══ Records provided ══
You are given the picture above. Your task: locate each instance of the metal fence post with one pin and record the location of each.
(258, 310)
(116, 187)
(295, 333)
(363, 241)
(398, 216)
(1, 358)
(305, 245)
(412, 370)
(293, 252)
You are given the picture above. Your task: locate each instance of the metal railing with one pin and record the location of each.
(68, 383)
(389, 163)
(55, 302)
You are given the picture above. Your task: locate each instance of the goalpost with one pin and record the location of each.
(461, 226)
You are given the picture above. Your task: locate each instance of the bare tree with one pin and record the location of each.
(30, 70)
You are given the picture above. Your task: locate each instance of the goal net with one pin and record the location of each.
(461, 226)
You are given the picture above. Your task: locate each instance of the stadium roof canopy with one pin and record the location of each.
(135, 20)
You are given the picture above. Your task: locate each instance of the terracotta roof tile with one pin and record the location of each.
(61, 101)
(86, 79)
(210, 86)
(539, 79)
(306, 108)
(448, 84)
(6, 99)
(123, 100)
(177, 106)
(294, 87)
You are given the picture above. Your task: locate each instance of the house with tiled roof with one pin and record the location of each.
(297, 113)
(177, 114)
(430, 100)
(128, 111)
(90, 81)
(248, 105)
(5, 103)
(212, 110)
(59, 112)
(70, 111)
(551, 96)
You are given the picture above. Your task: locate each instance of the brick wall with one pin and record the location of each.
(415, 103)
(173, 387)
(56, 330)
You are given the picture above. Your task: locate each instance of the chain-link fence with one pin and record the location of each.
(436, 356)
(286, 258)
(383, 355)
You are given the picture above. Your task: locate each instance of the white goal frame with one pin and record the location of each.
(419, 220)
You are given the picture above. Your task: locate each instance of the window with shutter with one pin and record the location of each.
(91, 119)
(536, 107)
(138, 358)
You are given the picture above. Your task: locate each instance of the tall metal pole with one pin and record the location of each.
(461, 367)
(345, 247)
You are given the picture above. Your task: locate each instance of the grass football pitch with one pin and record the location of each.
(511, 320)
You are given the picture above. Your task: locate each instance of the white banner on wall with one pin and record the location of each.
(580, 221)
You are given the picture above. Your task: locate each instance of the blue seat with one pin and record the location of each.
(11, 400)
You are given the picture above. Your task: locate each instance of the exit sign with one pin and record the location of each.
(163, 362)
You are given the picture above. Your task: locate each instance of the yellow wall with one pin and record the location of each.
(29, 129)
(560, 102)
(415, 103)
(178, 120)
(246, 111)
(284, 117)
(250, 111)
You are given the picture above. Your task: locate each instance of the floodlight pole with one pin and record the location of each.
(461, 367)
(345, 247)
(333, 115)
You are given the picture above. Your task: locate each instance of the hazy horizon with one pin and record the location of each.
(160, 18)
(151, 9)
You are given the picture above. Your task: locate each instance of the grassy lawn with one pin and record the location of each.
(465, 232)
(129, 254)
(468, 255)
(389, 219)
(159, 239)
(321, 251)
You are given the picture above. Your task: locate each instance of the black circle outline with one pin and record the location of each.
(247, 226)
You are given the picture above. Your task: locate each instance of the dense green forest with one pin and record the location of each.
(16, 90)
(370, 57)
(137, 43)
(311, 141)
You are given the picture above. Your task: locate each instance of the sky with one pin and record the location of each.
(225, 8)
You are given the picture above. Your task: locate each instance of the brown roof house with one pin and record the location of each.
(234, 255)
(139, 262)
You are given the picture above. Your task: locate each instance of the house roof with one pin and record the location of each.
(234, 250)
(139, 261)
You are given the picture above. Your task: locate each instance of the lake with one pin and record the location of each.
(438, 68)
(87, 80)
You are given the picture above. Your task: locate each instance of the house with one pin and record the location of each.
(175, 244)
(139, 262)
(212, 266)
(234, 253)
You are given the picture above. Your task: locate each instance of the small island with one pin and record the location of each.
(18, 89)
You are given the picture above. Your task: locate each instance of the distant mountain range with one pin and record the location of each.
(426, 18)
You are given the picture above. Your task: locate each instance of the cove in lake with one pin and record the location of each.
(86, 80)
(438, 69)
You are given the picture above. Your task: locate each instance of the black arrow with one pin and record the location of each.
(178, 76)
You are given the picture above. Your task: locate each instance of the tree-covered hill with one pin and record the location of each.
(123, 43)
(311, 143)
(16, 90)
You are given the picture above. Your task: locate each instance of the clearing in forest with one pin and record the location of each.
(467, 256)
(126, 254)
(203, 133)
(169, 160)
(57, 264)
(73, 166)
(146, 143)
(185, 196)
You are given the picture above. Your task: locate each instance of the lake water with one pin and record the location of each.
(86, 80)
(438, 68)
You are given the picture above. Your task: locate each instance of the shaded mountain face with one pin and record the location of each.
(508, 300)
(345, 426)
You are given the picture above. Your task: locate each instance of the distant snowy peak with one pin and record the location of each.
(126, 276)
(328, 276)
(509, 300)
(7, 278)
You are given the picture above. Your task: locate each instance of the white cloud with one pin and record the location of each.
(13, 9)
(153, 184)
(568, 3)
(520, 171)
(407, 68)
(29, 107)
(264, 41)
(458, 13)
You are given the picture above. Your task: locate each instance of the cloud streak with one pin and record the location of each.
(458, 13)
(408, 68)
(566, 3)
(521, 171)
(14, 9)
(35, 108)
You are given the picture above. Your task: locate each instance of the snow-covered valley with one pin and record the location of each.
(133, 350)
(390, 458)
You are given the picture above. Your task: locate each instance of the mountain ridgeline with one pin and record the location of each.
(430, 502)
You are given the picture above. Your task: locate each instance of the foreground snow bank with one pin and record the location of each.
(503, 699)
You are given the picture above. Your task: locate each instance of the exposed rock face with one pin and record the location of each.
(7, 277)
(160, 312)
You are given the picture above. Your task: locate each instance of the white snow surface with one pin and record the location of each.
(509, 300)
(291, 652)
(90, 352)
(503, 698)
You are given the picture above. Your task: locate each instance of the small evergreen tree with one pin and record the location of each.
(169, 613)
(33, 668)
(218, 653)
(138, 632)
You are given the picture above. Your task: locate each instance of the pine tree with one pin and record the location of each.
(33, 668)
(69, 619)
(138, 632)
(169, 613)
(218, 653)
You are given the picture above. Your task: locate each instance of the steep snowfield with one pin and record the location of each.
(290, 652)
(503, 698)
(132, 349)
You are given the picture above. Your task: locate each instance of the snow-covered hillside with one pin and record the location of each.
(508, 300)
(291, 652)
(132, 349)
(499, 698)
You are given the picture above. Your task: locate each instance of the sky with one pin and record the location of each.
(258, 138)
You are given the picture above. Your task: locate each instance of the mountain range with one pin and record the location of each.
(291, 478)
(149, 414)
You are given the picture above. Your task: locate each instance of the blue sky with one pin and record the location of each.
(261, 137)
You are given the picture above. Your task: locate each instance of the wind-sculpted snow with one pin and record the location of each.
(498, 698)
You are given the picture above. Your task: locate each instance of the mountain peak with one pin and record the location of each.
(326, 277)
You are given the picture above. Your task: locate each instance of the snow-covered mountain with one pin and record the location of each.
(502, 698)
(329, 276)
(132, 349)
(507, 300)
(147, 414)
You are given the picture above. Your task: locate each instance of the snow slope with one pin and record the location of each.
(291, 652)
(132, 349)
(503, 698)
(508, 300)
═══
* **What is required**
Take the entries and copy them out exactly.

* **Exercise solution**
You are given the picture above. Your task: locate each instance of the metal fence post with one pin and record the location of each.
(258, 310)
(116, 187)
(295, 333)
(363, 241)
(398, 216)
(1, 358)
(305, 245)
(412, 370)
(293, 252)
You are given the picture above. Your task: locate each instance of the metal railing with one pin and record the location of each.
(68, 383)
(389, 163)
(55, 302)
You are given the picture above. Your task: locate each instance of the goalpost with one pin and record the location of each.
(461, 226)
You are given the picture above. Your task: locate each instance of the bare tree with one pin and record the location of each.
(30, 70)
You are given the picture above. Your task: locate each instance of the goal net with one pin and record the location of each.
(461, 226)
You are given the picture above. Your task: locate each instance of the stadium roof canopy with one pin and record the location of each.
(135, 20)
You are given the picture above. Your task: locate each instance of the terracotta roof tile with one pin and record the location of each.
(61, 101)
(86, 79)
(210, 86)
(539, 79)
(306, 108)
(448, 84)
(6, 99)
(123, 100)
(177, 106)
(294, 87)
You are given the picture above. Your task: locate each instance of the house with tiled roof with one pin and record the location of each.
(297, 113)
(177, 114)
(430, 100)
(128, 111)
(90, 81)
(248, 105)
(5, 103)
(212, 110)
(59, 112)
(70, 111)
(551, 96)
You are given the picture above. Your task: locate each instance of the brick wall with one pin and record the location of each.
(415, 103)
(173, 387)
(56, 330)
You are given the picture above. Your task: locate each instance of the chain-link fence with one pin and record the location of each.
(436, 356)
(286, 258)
(383, 355)
You are given the picture above. Your task: locate each instance of the white goal frame with one pin and record the location of each.
(419, 220)
You are given the picture above. Your task: locate each instance of the window with shutter with one pin and record the location of each.
(91, 119)
(536, 107)
(138, 358)
You are given the picture above. Your task: locate each instance of the tall metal pole with one pin and record the location of each.
(461, 367)
(345, 247)
You are given the picture above. Your task: locate each instance of the grass football pitch with one pin and record the location of each.
(511, 320)
You are given the picture above. Your task: locate each instance of the white banner on wall with one pin and record the location of each.
(580, 221)
You are given the picture above. Your task: locate each instance of the blue seat with one pin and record the location of each.
(11, 400)
You are given the picture above. Your task: locate each instance of the exit sign with one pin and record the location of each.
(163, 362)
You are given the picture above. Your task: locate each instance of the yellow wall with one pin and record the location of each.
(29, 129)
(560, 102)
(415, 103)
(178, 120)
(246, 111)
(284, 117)
(250, 111)
You are given the picture above. Your task: locate each instance of the floodlight pole with one pin and record the location of each.
(461, 367)
(345, 247)
(333, 115)
You are given the picture above. Your task: locate each instance of the hazy horizon with one pin and record the location of each.
(160, 18)
(151, 9)
You are given the picture above. Your task: locate each instance of the grassy lawn with one pin and record the location of each.
(465, 232)
(129, 254)
(468, 255)
(389, 219)
(159, 239)
(321, 251)
You are given the picture above. Your task: locate each instance of the black circle outline with one pin and record the location of each.
(247, 226)
You are given the picture above. Your task: locate each instance of the dense green forest with one pin and record the location of each.
(16, 90)
(370, 57)
(137, 43)
(311, 141)
You are given the picture above. Your task: locate each instance of the sky with one pin and record the location of each.
(225, 8)
You are given the picture above. Your task: locate each instance of the brown roof house with one pin and record the location of each.
(234, 255)
(139, 262)
You are given the picture above. Your task: locate each instance of the house roof with one pin and record the location of each.
(234, 250)
(139, 261)
You are given the picture above. Your task: locate each instance of the lake with one pin and record the location of each.
(438, 68)
(87, 80)
You are given the picture above. Your task: locate each instance of the house with one pin and record the location of each.
(175, 244)
(139, 262)
(212, 266)
(234, 253)
You are given the picture above. Your task: locate each instance of the small island with one pin and record the location of each.
(18, 89)
You are given the picture above. Your task: locate each instance of the distant mountain range with one pin and record the location of each.
(426, 18)
You are given the picture above. Your task: locate each instance of the cove in lake with one pin and record the location of each.
(86, 80)
(438, 69)
You are given the picture above. Your task: locate each instance of the black arrow with one pin and record the location of each.
(178, 76)
You are given the picture above. Your task: locate each instance of the tree-covered hill with one pin and record the location of each.
(123, 43)
(311, 143)
(16, 90)
You are given the picture above. Your task: locate each instance of the clearing in forest with one pin and record the location of each.
(467, 256)
(126, 254)
(203, 133)
(169, 160)
(57, 264)
(73, 166)
(146, 143)
(185, 196)
You are given the picture above. Your task: locate each instance of the lake water with one pin and record the location of each.
(86, 80)
(438, 68)
You are given the picture above. Your task: locate each instance of the shaded mountain face with one pin and record the location of each.
(508, 300)
(345, 426)
You are given the picture above. Your task: locate each instance of the distant snowy peak with one pin and record the location of each.
(126, 276)
(328, 276)
(509, 300)
(7, 278)
You are given the picture above. Your task: locate each instance of the white cloud with one pin and record the location of each.
(13, 9)
(153, 184)
(568, 3)
(520, 171)
(407, 68)
(29, 107)
(264, 41)
(458, 13)
You are given the picture above. Your task: locate each instance of the cloud streak with one pin and record the location of each.
(458, 13)
(408, 68)
(566, 3)
(521, 171)
(14, 9)
(35, 108)
You are given the picture above. Your task: locate each instance of the snow-covered valley with one pin and record the location of each.
(133, 350)
(390, 458)
You are given the picture above. Your task: locate each instance of the mountain ridgeline with one pin and record the location of each.
(430, 502)
You are given the picture above. Your task: locate each instance of the foreground snow bank with one pin and record the location of each.
(503, 699)
You are given the picture above. Your task: locate each instance of the exposed rock face with one pin and record the location of each.
(7, 277)
(160, 312)
You are given the picture above. Your task: locate each instance of the white snow surface with one pin and record the location of each.
(509, 300)
(291, 652)
(90, 352)
(503, 698)
You are given the picture above. Your task: locate each instance of the small evergreen tree with one pin and record the location of each.
(169, 613)
(33, 668)
(218, 653)
(138, 632)
You are given the picture above. Your task: locate each instance of the pine tree with one pin and record the location of each.
(33, 668)
(69, 619)
(138, 632)
(169, 613)
(218, 653)
You are given the picture above. Your task: locate each instance of the steep snowfield with one pin and record the location of each.
(290, 652)
(503, 698)
(132, 349)
You are given the picture above. Your task: locate each instance of the snow-covered hillside with one pin and record the location of each.
(508, 300)
(291, 652)
(132, 349)
(499, 698)
You are given the picture above. Your task: locate each instance of the sky with one pin and record the location of each.
(258, 138)
You are given the picture above. Your task: locate each instance of the mountain range with one pin and record the location of each.
(291, 478)
(149, 414)
You are given the picture above. Your task: locate each instance of the blue sky with one pin and record the location of each.
(261, 137)
You are given the picture above. Your task: locate each instance of the wind-sculpted snow with one pin and record the location of each.
(498, 698)
You are given the picture above. Your task: locate each instance of the mountain peak with one pin and record the location of each.
(326, 277)
You are given the picture above. Your task: locate each instance of the snow-covered mountain with one pin and record the location of each.
(502, 698)
(329, 276)
(132, 349)
(507, 300)
(147, 414)
You are given the picture above. Your task: locate each instance of the snow slope with one pin and record the location of each.
(291, 652)
(132, 349)
(503, 698)
(508, 300)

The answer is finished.